§ WORK REQUIRED
Select each line in the entries below that contains the word "church" and copy those lines out.

§ TASK INPUTS
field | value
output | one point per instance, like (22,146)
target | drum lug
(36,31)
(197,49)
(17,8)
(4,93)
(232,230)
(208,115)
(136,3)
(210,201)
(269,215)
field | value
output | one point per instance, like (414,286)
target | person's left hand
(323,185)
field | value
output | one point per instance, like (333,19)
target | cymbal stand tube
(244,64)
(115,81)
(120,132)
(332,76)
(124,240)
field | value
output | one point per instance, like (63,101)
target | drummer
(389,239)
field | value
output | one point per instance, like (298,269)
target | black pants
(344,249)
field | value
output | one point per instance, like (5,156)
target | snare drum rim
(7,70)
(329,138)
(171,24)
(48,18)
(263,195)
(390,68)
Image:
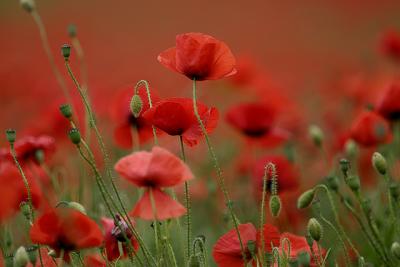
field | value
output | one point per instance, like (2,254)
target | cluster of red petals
(27,147)
(199,56)
(370,129)
(13,191)
(288,178)
(175,116)
(227,250)
(153,171)
(124,120)
(66,229)
(389,104)
(111,242)
(390,45)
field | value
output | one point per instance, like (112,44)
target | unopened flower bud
(66,51)
(136,105)
(395,249)
(314,228)
(11,135)
(21,258)
(305,199)
(28,5)
(66,110)
(304,258)
(71,30)
(379,163)
(275,205)
(316,134)
(353,182)
(74,136)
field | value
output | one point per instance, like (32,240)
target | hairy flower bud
(314,228)
(305,199)
(379,163)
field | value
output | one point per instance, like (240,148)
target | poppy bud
(354,183)
(275,205)
(314,228)
(379,163)
(28,5)
(77,206)
(305,199)
(66,51)
(74,136)
(71,30)
(11,135)
(304,258)
(316,134)
(136,105)
(333,183)
(21,258)
(66,110)
(395,249)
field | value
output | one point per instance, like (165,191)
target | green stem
(217,167)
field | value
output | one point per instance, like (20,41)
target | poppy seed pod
(74,136)
(379,163)
(275,205)
(395,249)
(28,5)
(66,51)
(314,228)
(305,199)
(316,134)
(11,135)
(136,105)
(21,258)
(66,110)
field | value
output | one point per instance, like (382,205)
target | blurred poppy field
(217,133)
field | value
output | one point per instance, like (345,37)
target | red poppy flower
(113,235)
(227,251)
(27,147)
(287,174)
(389,104)
(390,45)
(155,170)
(199,56)
(370,129)
(175,116)
(66,229)
(126,122)
(252,119)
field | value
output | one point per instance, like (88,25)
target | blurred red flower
(370,129)
(199,56)
(155,170)
(124,120)
(175,116)
(66,229)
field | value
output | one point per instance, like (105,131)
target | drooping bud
(275,205)
(316,134)
(136,105)
(379,163)
(333,183)
(304,258)
(395,249)
(66,110)
(305,199)
(66,51)
(21,258)
(315,229)
(74,136)
(28,5)
(71,30)
(11,135)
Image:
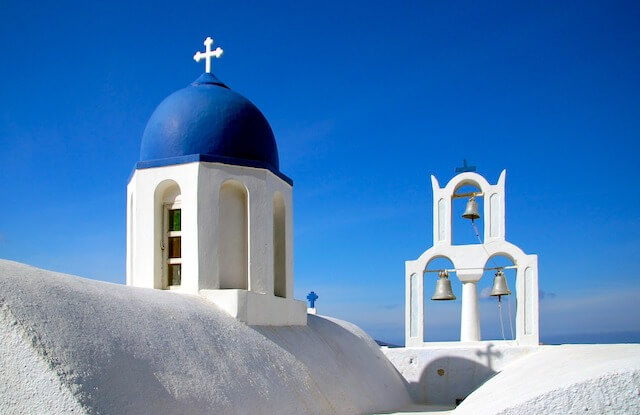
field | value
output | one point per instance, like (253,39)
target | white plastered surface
(107,348)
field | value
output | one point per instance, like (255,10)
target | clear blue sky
(366,99)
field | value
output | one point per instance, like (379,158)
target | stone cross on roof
(312,297)
(465,168)
(208,54)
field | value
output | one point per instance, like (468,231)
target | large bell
(500,287)
(443,288)
(471,212)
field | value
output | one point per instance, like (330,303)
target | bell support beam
(470,317)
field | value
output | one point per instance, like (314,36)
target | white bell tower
(470,262)
(208,211)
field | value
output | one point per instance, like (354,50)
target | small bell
(443,288)
(471,212)
(500,287)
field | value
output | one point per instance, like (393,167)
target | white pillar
(470,321)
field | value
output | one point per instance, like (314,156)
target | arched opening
(233,246)
(168,226)
(441,318)
(464,230)
(279,247)
(497,319)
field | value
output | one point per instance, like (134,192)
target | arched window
(233,225)
(169,225)
(279,247)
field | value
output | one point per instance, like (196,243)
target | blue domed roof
(207,121)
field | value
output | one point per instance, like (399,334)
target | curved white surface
(87,346)
(566,379)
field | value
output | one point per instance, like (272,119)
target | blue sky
(366,99)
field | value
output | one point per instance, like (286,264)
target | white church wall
(233,236)
(155,352)
(443,372)
(227,237)
(28,383)
(565,379)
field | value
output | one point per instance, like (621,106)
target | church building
(208,210)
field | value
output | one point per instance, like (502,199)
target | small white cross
(208,54)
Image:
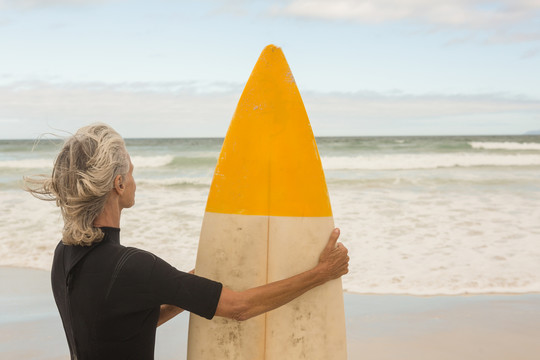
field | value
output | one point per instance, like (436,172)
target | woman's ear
(118,184)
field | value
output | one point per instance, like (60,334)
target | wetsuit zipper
(74,345)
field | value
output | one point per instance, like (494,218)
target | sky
(174,68)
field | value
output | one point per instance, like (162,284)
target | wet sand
(378,326)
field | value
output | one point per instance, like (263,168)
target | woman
(111,297)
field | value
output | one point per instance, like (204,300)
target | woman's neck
(110,216)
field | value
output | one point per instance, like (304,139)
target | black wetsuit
(109,297)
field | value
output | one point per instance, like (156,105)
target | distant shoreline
(528,133)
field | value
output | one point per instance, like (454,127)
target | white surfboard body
(268,217)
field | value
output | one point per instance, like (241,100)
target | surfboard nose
(269,163)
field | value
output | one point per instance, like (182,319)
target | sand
(378,326)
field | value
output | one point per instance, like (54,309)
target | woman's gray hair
(82,178)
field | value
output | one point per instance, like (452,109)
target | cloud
(199,110)
(461,13)
(500,21)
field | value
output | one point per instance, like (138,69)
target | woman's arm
(167,312)
(333,263)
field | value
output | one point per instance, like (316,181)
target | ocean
(420,215)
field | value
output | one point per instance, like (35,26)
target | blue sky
(167,68)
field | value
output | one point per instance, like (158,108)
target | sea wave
(27,164)
(152,161)
(177,181)
(504,145)
(426,161)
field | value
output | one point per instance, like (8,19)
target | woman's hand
(334,261)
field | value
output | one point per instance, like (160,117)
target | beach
(384,327)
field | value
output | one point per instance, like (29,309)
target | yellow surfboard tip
(269,163)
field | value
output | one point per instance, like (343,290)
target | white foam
(176,181)
(426,161)
(506,145)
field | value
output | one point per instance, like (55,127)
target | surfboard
(268,217)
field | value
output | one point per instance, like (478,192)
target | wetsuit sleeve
(189,292)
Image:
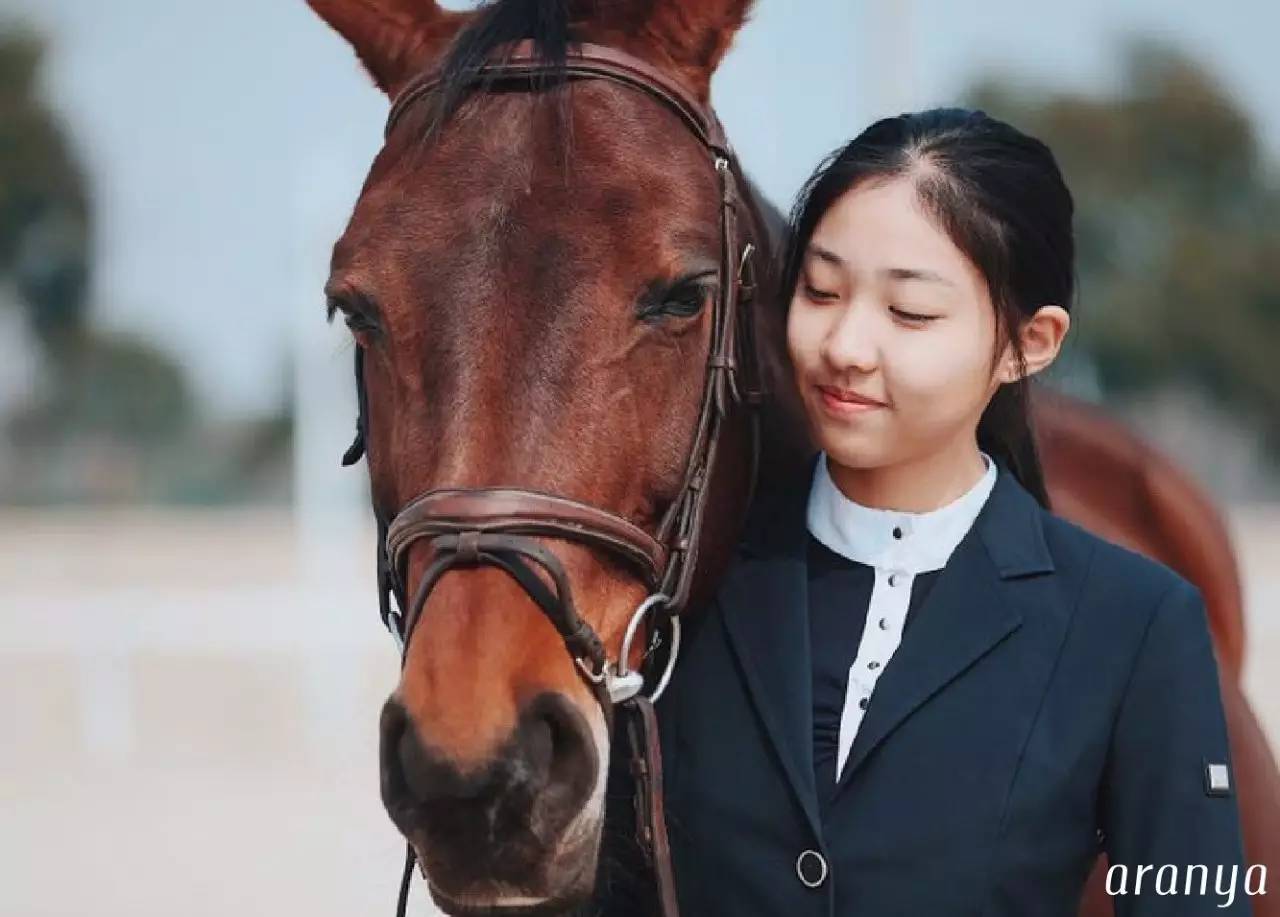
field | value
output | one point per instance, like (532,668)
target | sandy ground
(188,707)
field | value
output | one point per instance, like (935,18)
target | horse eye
(686,299)
(355,315)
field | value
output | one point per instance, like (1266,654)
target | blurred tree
(1178,223)
(44,200)
(103,398)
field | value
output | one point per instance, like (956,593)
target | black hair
(1000,197)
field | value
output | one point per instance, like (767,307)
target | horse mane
(496,23)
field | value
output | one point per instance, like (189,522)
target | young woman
(918,690)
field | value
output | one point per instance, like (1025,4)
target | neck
(913,486)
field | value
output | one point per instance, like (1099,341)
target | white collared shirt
(899,546)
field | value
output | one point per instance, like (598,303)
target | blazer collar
(764,602)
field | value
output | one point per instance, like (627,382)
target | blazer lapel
(764,601)
(967,614)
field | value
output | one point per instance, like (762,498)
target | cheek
(941,370)
(804,334)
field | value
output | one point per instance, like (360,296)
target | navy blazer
(1056,697)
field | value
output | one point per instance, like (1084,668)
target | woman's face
(887,309)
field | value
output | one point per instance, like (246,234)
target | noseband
(501,525)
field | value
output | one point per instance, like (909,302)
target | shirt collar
(867,534)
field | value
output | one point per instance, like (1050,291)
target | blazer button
(812,868)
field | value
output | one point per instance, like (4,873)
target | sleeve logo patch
(1217,780)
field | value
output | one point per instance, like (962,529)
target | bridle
(498,525)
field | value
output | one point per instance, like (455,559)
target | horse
(536,275)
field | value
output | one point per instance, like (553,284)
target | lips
(849,397)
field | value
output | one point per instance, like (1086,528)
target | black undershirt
(840,592)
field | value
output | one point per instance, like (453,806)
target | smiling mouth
(845,402)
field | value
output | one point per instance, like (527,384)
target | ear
(1041,341)
(690,36)
(394,40)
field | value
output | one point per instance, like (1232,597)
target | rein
(499,525)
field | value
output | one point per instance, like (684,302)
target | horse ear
(693,35)
(394,40)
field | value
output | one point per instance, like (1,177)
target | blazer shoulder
(1132,578)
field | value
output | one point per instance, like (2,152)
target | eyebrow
(919,274)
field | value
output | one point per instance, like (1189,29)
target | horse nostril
(557,748)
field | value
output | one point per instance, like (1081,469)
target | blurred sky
(227,141)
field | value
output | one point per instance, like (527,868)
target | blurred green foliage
(1178,227)
(110,416)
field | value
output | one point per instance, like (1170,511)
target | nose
(850,342)
(499,820)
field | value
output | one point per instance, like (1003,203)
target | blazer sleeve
(1160,802)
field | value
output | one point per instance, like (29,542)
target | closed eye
(912,316)
(682,299)
(356,314)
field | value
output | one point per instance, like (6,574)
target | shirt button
(812,868)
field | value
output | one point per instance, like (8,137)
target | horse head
(533,274)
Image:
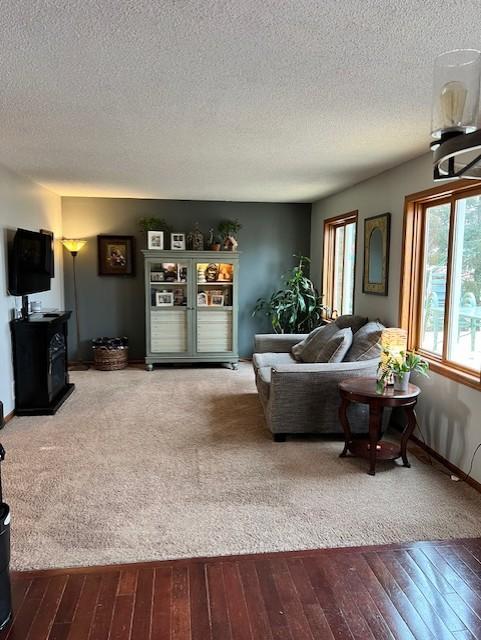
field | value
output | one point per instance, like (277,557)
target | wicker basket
(110,359)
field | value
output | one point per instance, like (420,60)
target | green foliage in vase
(229,228)
(154,224)
(408,362)
(297,306)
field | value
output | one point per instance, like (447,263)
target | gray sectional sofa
(300,397)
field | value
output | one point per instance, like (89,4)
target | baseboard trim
(449,465)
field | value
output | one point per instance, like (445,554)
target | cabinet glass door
(169,302)
(214,305)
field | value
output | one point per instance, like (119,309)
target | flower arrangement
(400,366)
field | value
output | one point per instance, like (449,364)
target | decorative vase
(401,384)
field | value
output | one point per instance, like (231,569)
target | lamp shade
(456,86)
(394,341)
(73,246)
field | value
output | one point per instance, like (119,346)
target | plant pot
(401,384)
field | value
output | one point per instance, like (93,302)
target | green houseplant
(401,368)
(296,307)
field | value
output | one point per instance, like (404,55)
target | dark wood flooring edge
(268,555)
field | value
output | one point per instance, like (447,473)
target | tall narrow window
(441,285)
(340,262)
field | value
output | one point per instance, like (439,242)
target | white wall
(24,204)
(448,411)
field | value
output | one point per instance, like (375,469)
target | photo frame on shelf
(377,231)
(164,299)
(116,255)
(155,240)
(177,241)
(202,299)
(157,276)
(217,300)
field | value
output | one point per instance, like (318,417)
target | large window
(340,262)
(441,290)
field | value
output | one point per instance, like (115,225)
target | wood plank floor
(426,590)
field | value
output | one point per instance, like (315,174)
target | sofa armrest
(327,369)
(276,342)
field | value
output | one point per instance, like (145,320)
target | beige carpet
(177,462)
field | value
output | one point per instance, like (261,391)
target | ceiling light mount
(455,115)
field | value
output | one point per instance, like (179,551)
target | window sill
(463,377)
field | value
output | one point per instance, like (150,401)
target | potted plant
(228,230)
(215,241)
(297,307)
(400,368)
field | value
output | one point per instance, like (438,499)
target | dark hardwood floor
(420,590)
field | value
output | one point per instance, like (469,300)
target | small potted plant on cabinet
(228,230)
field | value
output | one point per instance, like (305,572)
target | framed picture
(116,255)
(217,300)
(164,299)
(155,239)
(177,241)
(157,276)
(202,300)
(376,254)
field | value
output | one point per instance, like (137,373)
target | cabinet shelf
(216,284)
(190,332)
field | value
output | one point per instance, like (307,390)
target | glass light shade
(73,246)
(456,87)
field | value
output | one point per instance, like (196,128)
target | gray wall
(23,204)
(270,235)
(448,411)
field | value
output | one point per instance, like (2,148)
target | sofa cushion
(366,343)
(260,360)
(353,322)
(332,350)
(321,334)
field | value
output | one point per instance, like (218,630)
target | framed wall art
(155,240)
(116,255)
(376,254)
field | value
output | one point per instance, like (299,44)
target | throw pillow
(321,334)
(366,343)
(334,350)
(351,321)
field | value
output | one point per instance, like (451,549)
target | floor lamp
(74,246)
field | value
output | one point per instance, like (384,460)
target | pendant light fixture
(455,115)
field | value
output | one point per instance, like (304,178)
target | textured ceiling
(267,100)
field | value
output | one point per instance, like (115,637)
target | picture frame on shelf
(164,299)
(157,276)
(177,241)
(116,255)
(155,240)
(217,300)
(202,299)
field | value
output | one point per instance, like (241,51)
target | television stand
(40,363)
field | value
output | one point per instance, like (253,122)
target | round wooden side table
(370,446)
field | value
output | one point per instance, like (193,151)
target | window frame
(412,275)
(329,256)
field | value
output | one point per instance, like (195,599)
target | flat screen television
(30,263)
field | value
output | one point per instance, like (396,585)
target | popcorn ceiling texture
(178,463)
(220,99)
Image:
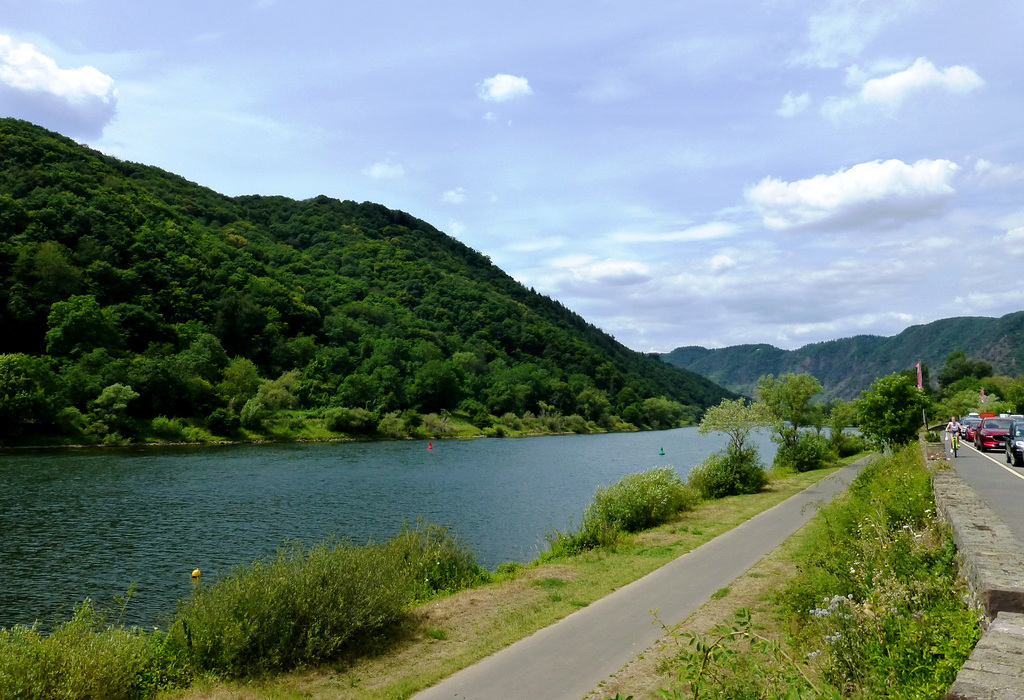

§ EXERCISE SOLUTION
target | white church wall
target | church building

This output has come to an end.